··· Provided records

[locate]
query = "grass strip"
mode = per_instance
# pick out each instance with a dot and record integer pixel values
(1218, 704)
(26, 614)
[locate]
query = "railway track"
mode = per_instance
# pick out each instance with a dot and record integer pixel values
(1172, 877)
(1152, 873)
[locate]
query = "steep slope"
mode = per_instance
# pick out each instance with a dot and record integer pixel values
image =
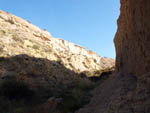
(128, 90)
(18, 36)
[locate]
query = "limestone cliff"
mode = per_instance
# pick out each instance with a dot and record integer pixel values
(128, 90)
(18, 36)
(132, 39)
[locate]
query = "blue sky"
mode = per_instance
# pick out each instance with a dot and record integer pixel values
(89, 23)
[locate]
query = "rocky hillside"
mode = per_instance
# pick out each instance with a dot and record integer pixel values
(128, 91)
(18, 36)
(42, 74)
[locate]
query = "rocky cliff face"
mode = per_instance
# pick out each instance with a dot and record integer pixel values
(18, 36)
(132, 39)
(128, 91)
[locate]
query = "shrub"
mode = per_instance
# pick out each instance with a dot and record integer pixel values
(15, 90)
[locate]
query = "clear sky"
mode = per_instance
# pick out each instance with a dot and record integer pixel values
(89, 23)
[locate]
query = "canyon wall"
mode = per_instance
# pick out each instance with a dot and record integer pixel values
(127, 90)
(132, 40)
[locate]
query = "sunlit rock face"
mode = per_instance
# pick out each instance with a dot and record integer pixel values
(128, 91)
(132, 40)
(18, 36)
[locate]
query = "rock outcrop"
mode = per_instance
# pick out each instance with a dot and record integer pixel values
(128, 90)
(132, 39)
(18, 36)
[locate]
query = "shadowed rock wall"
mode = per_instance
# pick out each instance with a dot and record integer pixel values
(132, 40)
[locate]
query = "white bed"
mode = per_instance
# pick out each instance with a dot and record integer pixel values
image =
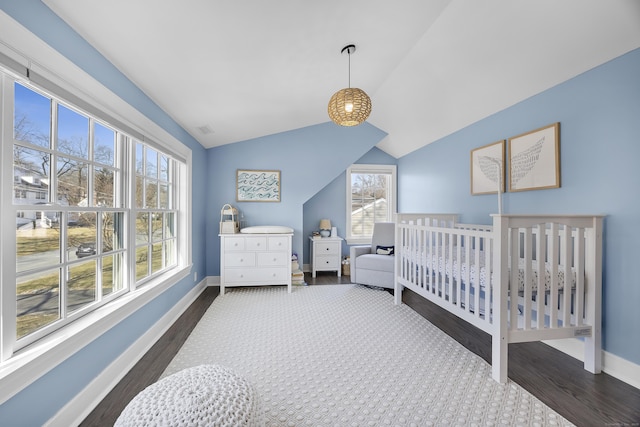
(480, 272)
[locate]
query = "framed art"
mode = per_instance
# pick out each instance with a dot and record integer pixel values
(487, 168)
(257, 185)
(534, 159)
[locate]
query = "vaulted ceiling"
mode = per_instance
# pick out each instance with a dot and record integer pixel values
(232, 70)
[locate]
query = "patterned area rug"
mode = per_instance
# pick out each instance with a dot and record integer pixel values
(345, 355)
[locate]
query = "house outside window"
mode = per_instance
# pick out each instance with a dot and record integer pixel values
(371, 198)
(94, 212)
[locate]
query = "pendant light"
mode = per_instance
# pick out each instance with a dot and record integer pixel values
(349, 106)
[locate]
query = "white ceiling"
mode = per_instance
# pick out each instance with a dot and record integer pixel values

······
··· Provided records

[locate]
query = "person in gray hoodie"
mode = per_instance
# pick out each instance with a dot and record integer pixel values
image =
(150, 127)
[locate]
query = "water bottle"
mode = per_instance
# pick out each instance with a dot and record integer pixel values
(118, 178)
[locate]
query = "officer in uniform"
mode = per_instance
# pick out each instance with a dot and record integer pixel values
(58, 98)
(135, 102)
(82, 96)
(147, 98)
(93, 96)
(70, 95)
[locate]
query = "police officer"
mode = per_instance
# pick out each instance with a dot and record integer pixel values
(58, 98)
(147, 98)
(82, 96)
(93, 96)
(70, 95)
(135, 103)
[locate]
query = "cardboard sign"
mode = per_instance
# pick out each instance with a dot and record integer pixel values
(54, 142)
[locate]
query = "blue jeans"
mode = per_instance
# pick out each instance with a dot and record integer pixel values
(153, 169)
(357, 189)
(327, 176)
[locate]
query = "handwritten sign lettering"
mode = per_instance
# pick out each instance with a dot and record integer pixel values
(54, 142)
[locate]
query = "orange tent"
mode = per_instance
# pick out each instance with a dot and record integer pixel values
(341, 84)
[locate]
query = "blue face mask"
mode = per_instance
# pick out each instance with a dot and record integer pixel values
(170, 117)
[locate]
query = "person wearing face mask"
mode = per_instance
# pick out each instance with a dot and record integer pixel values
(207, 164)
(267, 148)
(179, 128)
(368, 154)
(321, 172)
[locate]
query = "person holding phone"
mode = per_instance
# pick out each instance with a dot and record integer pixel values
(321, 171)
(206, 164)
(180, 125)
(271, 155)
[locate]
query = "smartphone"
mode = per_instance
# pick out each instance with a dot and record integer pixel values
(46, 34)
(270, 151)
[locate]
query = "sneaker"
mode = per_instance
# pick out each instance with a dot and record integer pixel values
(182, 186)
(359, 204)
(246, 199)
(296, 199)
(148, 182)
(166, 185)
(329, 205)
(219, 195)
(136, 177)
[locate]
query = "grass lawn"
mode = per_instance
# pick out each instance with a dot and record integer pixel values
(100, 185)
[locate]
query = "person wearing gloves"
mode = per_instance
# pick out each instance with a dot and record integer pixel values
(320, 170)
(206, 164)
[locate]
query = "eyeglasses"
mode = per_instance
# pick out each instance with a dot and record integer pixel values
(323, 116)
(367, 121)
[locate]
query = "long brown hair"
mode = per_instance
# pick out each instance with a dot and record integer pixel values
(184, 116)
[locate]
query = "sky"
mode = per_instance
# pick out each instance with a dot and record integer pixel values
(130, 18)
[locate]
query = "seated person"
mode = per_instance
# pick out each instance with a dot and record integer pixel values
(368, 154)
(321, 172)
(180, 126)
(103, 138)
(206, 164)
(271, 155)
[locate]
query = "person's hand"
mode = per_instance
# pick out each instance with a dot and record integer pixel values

······
··· Provided records

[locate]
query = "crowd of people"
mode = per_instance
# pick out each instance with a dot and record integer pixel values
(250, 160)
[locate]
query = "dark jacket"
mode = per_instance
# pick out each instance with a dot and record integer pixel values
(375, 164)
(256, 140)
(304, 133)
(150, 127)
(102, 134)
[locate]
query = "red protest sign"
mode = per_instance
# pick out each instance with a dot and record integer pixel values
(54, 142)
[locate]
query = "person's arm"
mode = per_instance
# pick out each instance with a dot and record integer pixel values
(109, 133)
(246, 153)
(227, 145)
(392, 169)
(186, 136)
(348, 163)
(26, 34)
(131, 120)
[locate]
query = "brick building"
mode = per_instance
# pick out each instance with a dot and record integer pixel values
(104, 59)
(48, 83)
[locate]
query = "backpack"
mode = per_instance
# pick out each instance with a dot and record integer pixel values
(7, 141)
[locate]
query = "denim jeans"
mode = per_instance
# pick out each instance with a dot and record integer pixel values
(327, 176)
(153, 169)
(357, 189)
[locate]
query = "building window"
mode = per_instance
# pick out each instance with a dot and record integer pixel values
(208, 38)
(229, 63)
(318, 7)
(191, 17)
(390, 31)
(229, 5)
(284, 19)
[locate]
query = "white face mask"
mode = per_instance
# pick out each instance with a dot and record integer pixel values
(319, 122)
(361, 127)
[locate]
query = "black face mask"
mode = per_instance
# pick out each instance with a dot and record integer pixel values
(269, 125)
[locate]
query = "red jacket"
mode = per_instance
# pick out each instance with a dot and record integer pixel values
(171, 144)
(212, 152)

······

* Aim of the exercise *
In the data above, count the lines that contain the string "person", matching case exactly. Give only the number.

* Task result *
7